Jill Hetherington-Hultquist
- Country (sports): Canada
- Born: October 27, 1964 (age 61) Brampton, Ontario
- Height: 1.78 m (5 ft 10 in)
- Turned pro: 1983
- Retired: 1997
- Plays: Right-handed (two-handed backhand)
- College: University of Florida
- Prize money: US $798,040

Singles
- Career record: 95–113
- Career titles: 1 WTA, 1 ITF
- Highest ranking: No. 64 (29 February 1988)

Grand Slam singles results
- Australian Open: 2R (1989)
- French Open: Q1 (1984, 1985)
- Wimbledon: 1R (1988, 1989, 1991)
- US Open: 3R (1988)

Other tournaments
- Olympic Games: 2R (1984, 1988)

Doubles
- Career record: 351–223
- Career titles: 14 WTA, 6 ITF
- Highest ranking: No. 6 (27 March 1989)

Grand Slam doubles results
- Australian Open: F (1989)
- French Open: 3R (1984, 1992)
- Wimbledon: SF (1986)
- US Open: F (1988)

Other doubles tournaments
- Olympic Games: QF (1988, 1996)

Grand Slam mixed doubles results
- Australian Open: SF (1993, 1996)
- French Open: F (1995)
- Wimbledon: QF (1991)
- US Open: SF (1992, 1994)

Medal record
Representing Canada
Summer Universiade
| Gold medal – first place | 1983 Edmonton | Women's doubles |
| Gold medal – first place | 1983 Edmonton | Mixed doubles |

= Jill Hetherington =

Canadian tennis player and coach (born 1964)

Task brief | In the Jill Hetherington-Hultquist profile, what was her highest doubles ranking and on what date did she reach it?

Records shown |
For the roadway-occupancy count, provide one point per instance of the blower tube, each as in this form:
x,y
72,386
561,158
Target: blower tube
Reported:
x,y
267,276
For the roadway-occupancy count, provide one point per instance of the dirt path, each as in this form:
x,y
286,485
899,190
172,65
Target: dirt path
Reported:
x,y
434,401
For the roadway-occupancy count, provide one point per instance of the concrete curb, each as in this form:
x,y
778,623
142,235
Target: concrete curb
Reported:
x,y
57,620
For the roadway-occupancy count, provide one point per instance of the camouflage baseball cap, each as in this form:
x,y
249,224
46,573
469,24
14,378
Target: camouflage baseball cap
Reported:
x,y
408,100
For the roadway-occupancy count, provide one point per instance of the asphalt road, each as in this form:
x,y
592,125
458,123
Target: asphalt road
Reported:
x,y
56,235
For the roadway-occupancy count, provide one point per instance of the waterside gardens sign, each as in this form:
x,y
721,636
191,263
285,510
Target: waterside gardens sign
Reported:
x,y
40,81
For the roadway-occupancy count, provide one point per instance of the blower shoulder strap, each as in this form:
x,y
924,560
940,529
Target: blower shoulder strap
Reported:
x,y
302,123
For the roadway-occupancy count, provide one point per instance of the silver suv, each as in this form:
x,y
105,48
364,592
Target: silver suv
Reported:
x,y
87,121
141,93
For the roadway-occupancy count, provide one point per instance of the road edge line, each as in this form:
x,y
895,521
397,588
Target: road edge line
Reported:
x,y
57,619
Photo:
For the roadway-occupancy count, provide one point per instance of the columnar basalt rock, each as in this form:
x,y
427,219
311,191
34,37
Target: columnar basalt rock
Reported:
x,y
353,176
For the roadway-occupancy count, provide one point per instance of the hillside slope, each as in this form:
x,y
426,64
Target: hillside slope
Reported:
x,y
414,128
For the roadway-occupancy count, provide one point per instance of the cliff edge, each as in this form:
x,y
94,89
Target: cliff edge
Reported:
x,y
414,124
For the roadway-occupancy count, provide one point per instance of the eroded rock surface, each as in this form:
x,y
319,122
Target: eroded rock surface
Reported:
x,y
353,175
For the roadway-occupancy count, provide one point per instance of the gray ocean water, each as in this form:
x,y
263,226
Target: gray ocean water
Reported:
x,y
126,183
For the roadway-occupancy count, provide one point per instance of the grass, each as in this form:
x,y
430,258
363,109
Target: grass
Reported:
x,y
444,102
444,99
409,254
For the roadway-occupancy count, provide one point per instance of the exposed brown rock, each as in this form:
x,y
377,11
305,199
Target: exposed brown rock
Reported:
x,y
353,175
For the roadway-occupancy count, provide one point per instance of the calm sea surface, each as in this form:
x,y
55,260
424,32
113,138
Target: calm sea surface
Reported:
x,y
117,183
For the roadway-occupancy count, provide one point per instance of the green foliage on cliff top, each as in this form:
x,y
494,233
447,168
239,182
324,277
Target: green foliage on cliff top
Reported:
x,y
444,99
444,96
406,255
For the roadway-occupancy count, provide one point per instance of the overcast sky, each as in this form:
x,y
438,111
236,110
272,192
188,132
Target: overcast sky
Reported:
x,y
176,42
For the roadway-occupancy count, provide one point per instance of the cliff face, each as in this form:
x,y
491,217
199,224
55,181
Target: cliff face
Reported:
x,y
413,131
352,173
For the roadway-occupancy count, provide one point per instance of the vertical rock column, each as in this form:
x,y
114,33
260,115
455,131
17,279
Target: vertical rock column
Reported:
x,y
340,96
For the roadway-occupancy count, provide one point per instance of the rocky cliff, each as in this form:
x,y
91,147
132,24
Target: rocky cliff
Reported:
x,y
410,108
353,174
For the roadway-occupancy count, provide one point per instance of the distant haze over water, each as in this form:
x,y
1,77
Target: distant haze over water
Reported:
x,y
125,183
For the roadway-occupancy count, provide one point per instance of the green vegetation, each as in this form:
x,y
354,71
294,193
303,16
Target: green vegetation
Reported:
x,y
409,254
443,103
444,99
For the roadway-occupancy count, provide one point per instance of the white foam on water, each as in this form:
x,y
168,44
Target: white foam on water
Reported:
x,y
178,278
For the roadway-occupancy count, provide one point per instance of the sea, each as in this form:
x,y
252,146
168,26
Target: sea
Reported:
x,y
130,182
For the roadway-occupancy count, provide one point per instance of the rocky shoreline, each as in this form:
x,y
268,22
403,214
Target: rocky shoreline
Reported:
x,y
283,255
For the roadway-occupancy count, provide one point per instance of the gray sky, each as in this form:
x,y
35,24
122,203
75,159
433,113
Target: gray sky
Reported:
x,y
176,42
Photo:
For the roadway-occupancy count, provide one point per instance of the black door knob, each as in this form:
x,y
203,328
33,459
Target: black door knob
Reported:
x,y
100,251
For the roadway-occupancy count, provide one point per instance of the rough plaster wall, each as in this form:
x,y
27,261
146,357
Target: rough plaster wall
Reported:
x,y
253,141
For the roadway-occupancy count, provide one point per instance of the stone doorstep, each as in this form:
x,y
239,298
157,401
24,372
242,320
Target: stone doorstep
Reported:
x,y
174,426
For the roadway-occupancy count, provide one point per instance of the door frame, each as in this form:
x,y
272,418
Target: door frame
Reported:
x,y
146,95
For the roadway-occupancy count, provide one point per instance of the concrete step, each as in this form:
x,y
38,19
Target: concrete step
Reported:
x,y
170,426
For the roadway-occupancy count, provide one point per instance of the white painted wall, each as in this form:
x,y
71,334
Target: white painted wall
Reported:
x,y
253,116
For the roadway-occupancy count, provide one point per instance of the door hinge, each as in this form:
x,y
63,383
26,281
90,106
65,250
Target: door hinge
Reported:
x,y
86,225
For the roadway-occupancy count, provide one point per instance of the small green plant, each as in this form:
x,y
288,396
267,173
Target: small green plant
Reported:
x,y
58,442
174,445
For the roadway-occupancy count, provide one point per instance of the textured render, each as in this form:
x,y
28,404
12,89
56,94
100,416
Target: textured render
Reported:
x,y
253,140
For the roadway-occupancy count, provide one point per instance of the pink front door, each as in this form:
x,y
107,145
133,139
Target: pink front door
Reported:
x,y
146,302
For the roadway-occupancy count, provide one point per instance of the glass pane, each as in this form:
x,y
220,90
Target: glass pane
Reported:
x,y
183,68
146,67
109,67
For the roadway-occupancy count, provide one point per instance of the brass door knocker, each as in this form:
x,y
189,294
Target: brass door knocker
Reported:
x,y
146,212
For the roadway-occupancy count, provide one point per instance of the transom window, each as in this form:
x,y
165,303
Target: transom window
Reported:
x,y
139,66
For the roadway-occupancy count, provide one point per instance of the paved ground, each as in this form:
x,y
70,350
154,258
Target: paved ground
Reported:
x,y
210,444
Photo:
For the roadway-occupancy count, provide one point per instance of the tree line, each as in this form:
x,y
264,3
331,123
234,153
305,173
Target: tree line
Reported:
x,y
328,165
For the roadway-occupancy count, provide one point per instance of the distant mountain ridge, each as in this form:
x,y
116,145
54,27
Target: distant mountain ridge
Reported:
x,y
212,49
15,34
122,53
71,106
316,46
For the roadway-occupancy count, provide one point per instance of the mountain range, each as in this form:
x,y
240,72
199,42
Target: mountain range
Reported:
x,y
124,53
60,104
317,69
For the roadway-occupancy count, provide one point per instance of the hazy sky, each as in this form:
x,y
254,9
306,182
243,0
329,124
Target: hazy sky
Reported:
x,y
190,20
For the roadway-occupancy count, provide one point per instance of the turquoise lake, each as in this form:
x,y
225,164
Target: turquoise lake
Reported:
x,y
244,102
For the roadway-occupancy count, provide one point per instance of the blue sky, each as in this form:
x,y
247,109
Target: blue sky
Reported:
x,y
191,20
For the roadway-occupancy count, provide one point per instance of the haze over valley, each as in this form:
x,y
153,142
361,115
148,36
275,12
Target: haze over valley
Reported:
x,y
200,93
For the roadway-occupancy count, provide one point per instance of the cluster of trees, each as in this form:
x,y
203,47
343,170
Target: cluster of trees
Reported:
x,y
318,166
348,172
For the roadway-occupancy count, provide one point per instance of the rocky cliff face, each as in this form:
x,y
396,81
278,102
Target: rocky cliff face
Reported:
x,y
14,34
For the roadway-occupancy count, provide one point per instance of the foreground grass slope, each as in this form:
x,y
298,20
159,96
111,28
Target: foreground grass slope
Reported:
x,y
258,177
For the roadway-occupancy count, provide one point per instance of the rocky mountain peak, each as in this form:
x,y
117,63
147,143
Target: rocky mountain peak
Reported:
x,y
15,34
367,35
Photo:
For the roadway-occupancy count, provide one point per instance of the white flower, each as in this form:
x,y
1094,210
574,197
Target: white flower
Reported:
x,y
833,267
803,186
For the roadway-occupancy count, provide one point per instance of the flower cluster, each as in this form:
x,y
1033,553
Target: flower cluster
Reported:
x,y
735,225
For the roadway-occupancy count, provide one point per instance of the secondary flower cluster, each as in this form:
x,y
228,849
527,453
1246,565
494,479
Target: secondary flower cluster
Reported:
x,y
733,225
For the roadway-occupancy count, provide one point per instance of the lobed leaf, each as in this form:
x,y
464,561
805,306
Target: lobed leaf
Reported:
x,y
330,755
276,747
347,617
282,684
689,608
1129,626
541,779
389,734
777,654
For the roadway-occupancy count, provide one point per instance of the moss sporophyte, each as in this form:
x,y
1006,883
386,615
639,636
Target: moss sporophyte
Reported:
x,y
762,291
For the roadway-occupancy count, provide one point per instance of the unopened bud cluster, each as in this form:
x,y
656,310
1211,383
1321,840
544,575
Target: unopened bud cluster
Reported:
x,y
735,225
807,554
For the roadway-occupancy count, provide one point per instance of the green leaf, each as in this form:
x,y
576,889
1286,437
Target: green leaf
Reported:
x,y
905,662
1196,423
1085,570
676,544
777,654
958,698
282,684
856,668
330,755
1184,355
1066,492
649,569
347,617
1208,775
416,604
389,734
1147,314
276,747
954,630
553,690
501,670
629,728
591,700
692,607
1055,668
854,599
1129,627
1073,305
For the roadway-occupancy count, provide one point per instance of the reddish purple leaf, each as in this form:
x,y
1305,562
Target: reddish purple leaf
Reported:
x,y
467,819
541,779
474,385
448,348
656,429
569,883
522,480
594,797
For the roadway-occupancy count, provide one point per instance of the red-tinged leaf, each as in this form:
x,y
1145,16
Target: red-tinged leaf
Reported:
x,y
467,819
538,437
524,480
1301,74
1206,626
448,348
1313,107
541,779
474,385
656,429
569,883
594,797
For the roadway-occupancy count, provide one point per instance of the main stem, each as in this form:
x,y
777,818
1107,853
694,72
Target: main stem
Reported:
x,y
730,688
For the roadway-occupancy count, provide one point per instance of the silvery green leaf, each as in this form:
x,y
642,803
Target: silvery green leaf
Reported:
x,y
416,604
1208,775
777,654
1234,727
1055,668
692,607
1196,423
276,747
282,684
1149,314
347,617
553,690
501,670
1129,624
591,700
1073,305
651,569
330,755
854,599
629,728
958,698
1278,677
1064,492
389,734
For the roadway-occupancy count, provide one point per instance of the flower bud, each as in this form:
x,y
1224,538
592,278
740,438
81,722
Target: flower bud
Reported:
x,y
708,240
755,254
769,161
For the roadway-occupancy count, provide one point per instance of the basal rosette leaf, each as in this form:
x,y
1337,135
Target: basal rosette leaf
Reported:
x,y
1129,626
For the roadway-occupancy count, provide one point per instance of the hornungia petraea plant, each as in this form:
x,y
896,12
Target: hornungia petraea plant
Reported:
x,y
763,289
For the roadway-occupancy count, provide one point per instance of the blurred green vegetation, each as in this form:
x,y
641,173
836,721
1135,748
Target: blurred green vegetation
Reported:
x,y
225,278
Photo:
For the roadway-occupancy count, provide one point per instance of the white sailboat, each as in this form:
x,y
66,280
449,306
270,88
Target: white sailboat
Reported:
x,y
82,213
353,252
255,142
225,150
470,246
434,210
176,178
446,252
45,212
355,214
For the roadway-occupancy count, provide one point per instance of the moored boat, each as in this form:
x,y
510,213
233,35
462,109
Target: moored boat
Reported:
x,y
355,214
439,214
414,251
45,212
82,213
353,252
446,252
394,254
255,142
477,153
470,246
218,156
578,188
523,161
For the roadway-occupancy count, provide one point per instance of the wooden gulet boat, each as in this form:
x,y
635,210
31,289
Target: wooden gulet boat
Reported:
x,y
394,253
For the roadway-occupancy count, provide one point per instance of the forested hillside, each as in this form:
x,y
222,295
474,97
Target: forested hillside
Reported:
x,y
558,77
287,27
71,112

Exercise solution | No. 6, on 27 March 1989.